Richiesta 1 >> Nella fonte, individua gli aggettivi che descrivono le folle nella frase che inizia con «Non ero mai stanco di dedicarmi alle folle».
Richiesta 2 >> Riassumi la fonte in due frasi.
Richiesta 3 >> Riprendi il testo sulla preghiera dopo il miracolo dei pani dal punto in cui si interrompe.
------ Fonte ------
Non avevo mai sdegno per gli uomini, neppure se erano meco cattivi.  Solo quando vedevo calpestata la Legge e profanata la Casa di Dio giungevo allo sdegno.  Ma allora non ero Io in causa, ma gli interessi del Padre.  Ed Io ero sulla terra primo dei servi di Dio per servire il Padre dei Cieli.  Non ero mai stanco di dedicarmi alle folle, anche se le vedevo così ottuse, tarde, umane, da far cadere il cuore anche ai più fiduciosi nella loro missione.  Anzi, proprio perché erano così deficienti, moltiplicavo le mie lezioni all'infinito, li prendevo proprio come scolari tardivi e ne guidavo lo spirito nelle più rudimentali scoperte e iniziazioni, così come un paziente maestro guida le manine inesperte degli scolari a tracciare i primi segni, per renderli sempre più capaci di comprendere e fare.  Quanto amore ho dato alle folle!  Le pigliavo dalla carne per portarle allo spirito.  Anche Io cominciavo dalla carne.  Ma, mentre Satana prende da quella per portare all'Inferno, lo prendevo da quella per portare al Cielo.
Mi ero isolato per ringraziare il Padre del miracolo dei pani. Avevano mangiato in molte migliaia di persone.  E avevo raccomandato di dire "grazie" al Signore.  Ma, ottenuto l'aiuto, l'uomo non sa dire "grazie".  Lo dicevo Io per loro.
E dopo... E dopo m'ero fuso col Padre mio, del quale avevo una nostalgia d'amore infinita.  Ero sulla terra, ma come una spoglia senza vita.  Il mio spirito si era lanciato incontro al Padre mio, che sentivo curvo sul suo Verbo, e gli diceva: "T'amo, o Padre santo!".  Era la mia gioia dirgli: "T'amo".  Dirglielo da Uomo oltre che da Dio.  Umiliargli il sentimento dell'uomo così come gli offrivo il mio palpito di Dio.  Mi pareva di essere la calamita che attirava a sé tutti gli amori dell'uomo - dell'uomo capace di amare un pochino Iddio - di accumularli e di offrirli nel cavo del mio Cuore.  Mi pareva di essere Io solo, l'Uomo, ossia la razza umana, che tornava come nei giorni innocenti a conversare con Dio nel fresco della sera.
Ma, per quanto la beatitudine fosse completa poiché era beatitudine di carità, non mi astraeva dai bisogni degli uomini.  E avvertii il pericolo dei miei figli sul lago.  E lasciai l'Amore per l'amore.  La carità deve essere sollecita.
------ Voci dell'elenco ------
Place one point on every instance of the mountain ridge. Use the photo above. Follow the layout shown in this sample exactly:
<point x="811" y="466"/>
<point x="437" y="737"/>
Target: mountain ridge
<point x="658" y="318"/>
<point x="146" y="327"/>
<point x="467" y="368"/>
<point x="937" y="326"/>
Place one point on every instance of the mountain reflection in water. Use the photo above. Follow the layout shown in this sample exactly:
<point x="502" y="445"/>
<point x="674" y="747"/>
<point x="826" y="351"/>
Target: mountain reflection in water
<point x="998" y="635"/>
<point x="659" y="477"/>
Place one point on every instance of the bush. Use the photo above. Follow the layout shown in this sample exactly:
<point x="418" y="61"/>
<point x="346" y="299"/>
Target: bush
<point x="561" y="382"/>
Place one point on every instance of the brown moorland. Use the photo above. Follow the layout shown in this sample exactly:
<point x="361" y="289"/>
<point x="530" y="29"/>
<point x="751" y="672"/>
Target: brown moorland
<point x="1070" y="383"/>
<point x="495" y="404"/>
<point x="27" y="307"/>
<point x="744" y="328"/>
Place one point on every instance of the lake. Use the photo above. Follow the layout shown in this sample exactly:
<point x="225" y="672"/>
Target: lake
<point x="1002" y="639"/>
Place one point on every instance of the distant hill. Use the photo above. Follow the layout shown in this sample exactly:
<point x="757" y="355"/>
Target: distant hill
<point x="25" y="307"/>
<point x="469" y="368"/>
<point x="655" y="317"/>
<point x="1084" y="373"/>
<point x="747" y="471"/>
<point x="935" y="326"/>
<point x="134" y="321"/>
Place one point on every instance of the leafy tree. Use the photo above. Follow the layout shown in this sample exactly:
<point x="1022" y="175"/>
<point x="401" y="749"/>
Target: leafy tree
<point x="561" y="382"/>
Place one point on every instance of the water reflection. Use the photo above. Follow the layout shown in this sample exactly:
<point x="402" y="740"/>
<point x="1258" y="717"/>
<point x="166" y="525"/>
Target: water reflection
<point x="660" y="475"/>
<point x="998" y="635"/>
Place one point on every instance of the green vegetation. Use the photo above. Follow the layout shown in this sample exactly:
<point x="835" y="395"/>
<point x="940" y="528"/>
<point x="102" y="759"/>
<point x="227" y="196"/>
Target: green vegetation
------
Esito esercizio 1 >> ottuse, tarde, umane

Esito esercizio 2 >> Chi parla dice di non essersi mai sdegnato con gli uomini, ma solo quando vedeva calpestata la Legge e profanata la Casa di Dio, e di aver istruito le folle con amore e pazienza per portarle dalla carne allo spirito. Dopo il miracolo dei pani si era isolato per ringraziare il Padre e dirgli il suo amore, ma quella beatitudine non gli impedì di avvertire il pericolo dei suoi figli sul lago e di lasciare l'Amore per l'amore.

Esito esercizio 3 >>
Mi hanno preso per un fantasma.  Oh! quante volte, poveri figli, mi prendete per un fantasma, un oggetto di paura!  Se pensaste sempre a Me, mi riconoscereste subito.  Ma avete tante altre larve nel cuore, e questo vi dà il capogiro.  Ma Io mi faccio conoscere.  Oh! se mi sapeste sentire!
Perché affonda Pietro dopo aver camminato per molti metri?  Lo hai detto: perché l'umanità gli soverchia lo spirito.
Pietro era molto "uomo".  Fosse stato Giovanni, non avrebbe né soverchiamente osato né volubilmente cambiato pensiero. La purezza dà prudenza e fermezza.  Ma Pietro era "uomo" in tutta l'estensione del nome.  Aveva il desiderio di primeggiare, di far vedere che "nessuno" come lui amava il Maestro, voleva imporsi e, sol perché era uno dei miei, si credeva già al disopra delle debolezze della carne.  Invece, povero Simone, nelle prove dava delle controprove non sublimi.  Ma era necessario perché fosse poi colui che perpetuava la misericordia del Maestro fra la Chiesa nascente.
Pietro non solo si fa prendere il sopravvento dalla paura per la sua vita in pericolo, ma diviene unicamente, come tu hai detto, "una carne che trema".  Non riflette più, non mi guarda più.  Anche voi fate così.  E più il pericolo è imminente, e più volete fare da voi.  Come se voi poteste fare qualcosa!  Mai, come nelle ore in cui dovreste sperare in Me e chiamarmi, vi allontanate, mi serrate il cuore e anche mi maledite.  Pietro non mi maledice.  Ma mi dimentica, e devo sprigionare imperio di volontà per chiamare a Me il suo spirito: che faccia alzare gli occhi al suo Maestro e Salvatore.
Lo assolvo in anticipo dal suo peccato di dubbio perché lo amo, questo uomo impulsivo che, quando sarà confermato in grazia, saprà procedere senza più turbamenti o stanchezze sino al martirio, gettando instancabile, sino alla morte, la sua mistica rete per portare anime al suo Maestro.
E quando egli mi invoca, non cammino, volo in suo soccorso e lo tengo stretto per condurlo in salvo.  Mite il mio rimprovero perché comprendo tutte le attenuanti di Pietro.  Sono il difensore e il giudice più buono che sia e che sarà mai stato.  Per tutti.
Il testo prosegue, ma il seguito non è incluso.